Set down, exactly as they appear, the line containing "Note: for this drill we locate the scoop" and all subsequent lines through the end of the material below.

**INFORMATION GIVEN**
*-*-*
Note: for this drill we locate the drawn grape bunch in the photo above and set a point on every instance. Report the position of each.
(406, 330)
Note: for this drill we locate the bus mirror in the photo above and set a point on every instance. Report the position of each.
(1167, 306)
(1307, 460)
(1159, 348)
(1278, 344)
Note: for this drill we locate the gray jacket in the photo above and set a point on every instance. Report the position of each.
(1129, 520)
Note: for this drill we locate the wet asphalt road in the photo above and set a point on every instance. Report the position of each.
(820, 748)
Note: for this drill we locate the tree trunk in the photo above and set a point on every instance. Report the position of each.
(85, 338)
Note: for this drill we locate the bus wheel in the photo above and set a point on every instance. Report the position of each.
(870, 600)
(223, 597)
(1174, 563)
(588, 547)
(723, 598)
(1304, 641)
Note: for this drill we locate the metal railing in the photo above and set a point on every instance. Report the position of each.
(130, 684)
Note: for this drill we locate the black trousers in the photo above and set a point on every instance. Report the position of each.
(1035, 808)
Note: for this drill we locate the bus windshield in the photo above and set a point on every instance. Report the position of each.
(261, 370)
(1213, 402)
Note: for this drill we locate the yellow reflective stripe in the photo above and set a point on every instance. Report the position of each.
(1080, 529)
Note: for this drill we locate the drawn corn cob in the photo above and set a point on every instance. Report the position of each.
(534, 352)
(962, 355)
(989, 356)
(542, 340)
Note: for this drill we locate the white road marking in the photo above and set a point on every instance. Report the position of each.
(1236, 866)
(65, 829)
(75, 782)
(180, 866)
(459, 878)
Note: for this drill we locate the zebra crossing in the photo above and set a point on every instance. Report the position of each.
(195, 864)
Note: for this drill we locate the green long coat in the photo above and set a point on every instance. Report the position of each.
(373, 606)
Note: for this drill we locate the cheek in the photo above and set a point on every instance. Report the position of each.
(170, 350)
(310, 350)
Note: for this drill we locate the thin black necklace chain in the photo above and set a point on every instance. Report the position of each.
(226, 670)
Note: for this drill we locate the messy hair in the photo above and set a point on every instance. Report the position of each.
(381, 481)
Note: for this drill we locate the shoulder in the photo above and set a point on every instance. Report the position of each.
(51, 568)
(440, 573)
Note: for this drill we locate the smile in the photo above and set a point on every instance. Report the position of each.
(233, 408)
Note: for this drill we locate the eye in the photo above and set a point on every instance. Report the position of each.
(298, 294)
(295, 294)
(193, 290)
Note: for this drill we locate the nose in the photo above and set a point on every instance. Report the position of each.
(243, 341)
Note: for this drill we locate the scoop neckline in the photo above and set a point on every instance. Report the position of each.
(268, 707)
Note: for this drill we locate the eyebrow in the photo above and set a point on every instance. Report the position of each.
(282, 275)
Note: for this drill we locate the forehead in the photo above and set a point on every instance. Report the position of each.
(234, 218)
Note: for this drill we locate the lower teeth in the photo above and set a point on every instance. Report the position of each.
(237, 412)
*-*-*
**SOLVED PROBLEM**
Note: for this drill we locate the scoop neckline in the photo above and set a point on every instance. Report the position of each.
(268, 707)
Note: for this drill we locate the eyebrow in the photo above and set a point on every instance. Report the position of each.
(282, 275)
Note: for this drill we locate the forehead in the photo above and set a point on every instance. Report the position of each.
(234, 218)
Note: for this drill we locate the lower teeth in the photo above and set a point on every instance. Report the position of each.
(237, 412)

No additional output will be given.